+++ Testo fornito +++

Stanno calando le ombre della sera sul centrale di Wimbledon, quando Pete Sampras serve per il match nella finale dei Championships del 2000 contro Pat Rafter. Manca solo un punto a Pistol Pete (così soprannominato per via di un servizio eccezionale) per aggiornare ancora una volta una serie di record, alcuni dei quali già sgretolati con regolarità impressionante. Primo tennista a vincere Wimbledon per sette volte nell'era Open, primo giocatore a superare quota dodici tornei del Grand Slam vinti, dai tempi dell'australiano Roy Emerson, unico atleta capace di trionfare in ben quattordici delle diciotto finali Slam disputate. Quando anche lo splendido Rafter di quegli anni gli si arrende in finale, Sampras alza le braccia al cielo, senza esultanze particolari. E' emozionato, in tribuna ci sono i suoi genitori, sempre tenutisi a distanza dalle luci della ribalta, ma i suoi gesti sono quelli di sempre. Un po' di commozione, null'altro per questo fuoriclasse dalle origine greche capace di trasformare il Tempio nel suo personalissimo giardino tennistico, nel quale vincere tutte le partite giocate dal 1993 al 2000, eccetto quella dei quarti di finale 1996 contro l'olandese Richard Krajicek.
In un'epoca in cui i media cominciavano ad affacciarsi con insistenza e globalità nel mondo del tennis professionistico, Sampras ha rappresentato l'espressione più classica del giocatore da erba. Servizio potente e affidabile (differenza minima tra prima e seconda), diritto straordinario per coordinazione e precisione, rovescio a una mano old style, colpi di rete perfettamente tarati e uno tra gli smash più belli mai visti su un campo da tennis (da cinema alcuni in salto a piedi uniti), il bagaglio tecnico di Pete si adattava perfettamente all'atmosfera di Wimbledon, in cui sembrava (e in fondo lo è stato per anni) assolutamente invincibile.

+++

§ Compito da svolgere
Per favore, traduci in inglese questa frase del testo su Sampras: «Quando anche lo splendido Rafter di quegli anni gli si arrende in finale, Sampras alza le braccia al cielo, senza esultanze particolari.»

+++ Elenco +++

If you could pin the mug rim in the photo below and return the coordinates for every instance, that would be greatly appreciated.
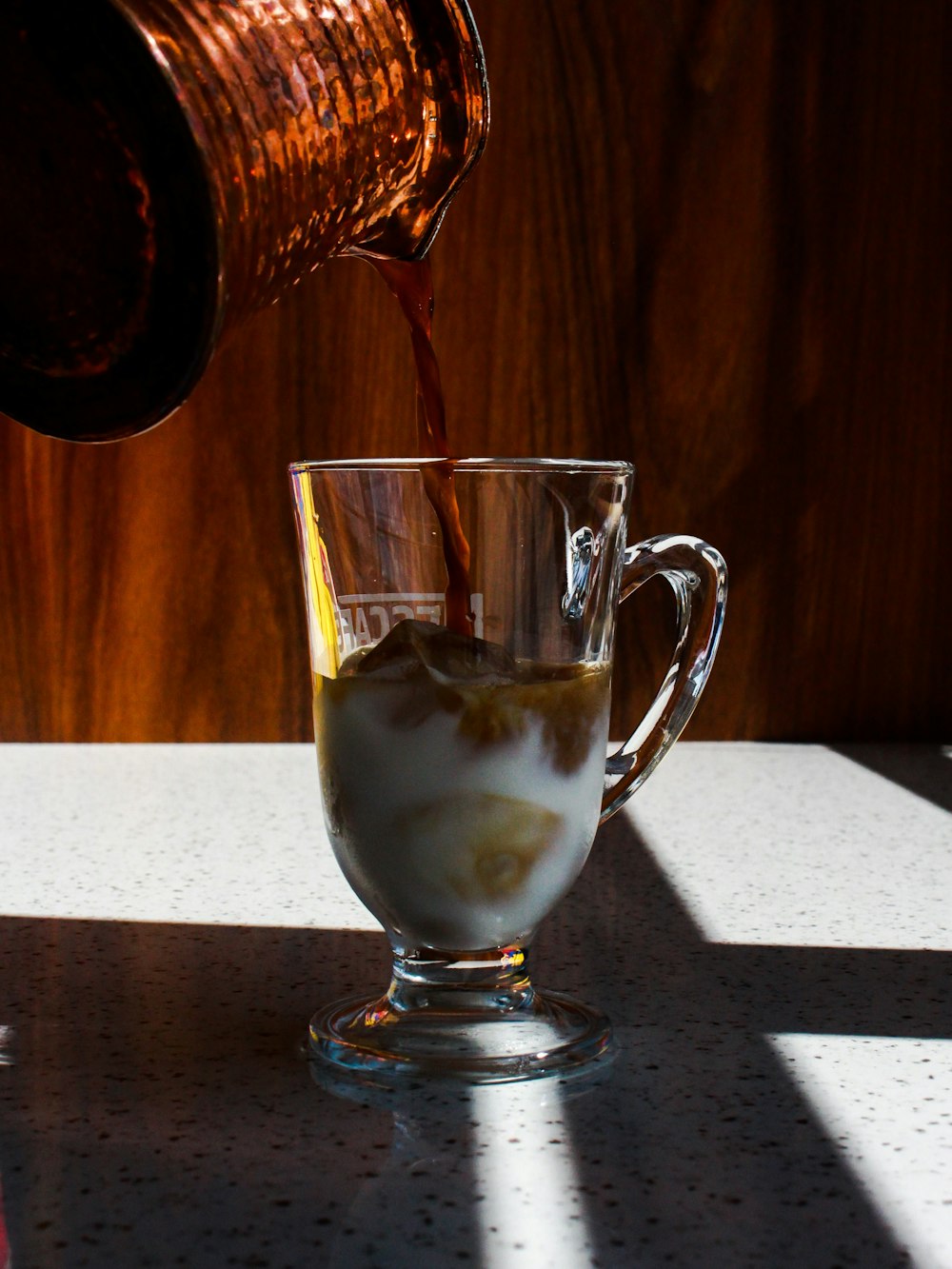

+++
+++ Elenco +++

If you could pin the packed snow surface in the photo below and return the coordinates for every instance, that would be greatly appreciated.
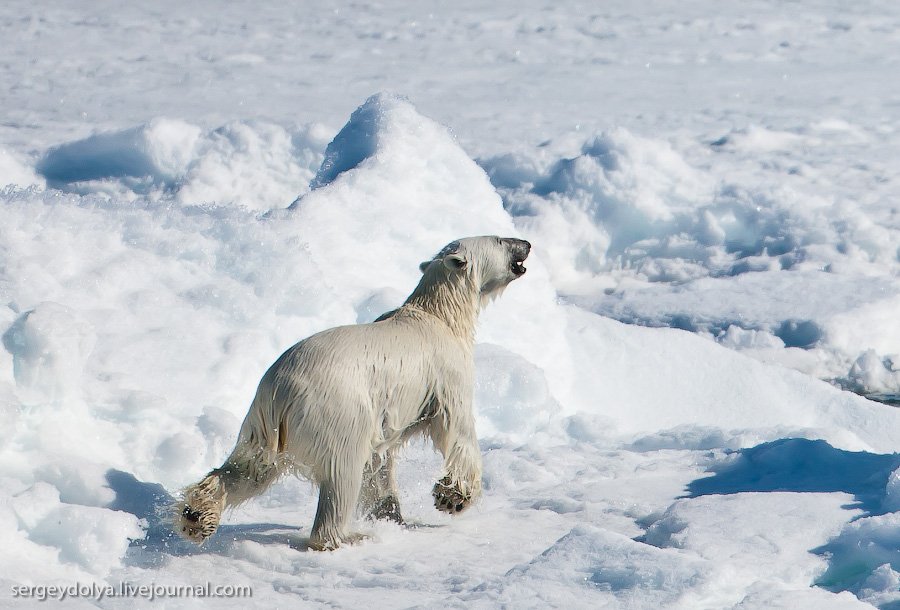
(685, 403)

+++
+++ Elenco +++

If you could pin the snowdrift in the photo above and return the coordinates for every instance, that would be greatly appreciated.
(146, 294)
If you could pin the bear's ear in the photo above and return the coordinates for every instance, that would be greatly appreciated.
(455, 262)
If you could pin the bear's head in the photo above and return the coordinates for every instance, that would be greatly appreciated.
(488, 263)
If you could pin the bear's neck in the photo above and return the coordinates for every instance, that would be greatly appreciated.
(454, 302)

+++

§ La risposta
When even the splendid Rafter of those years yields to him in the final, Sampras raises his arms to the sky, without any particular celebration.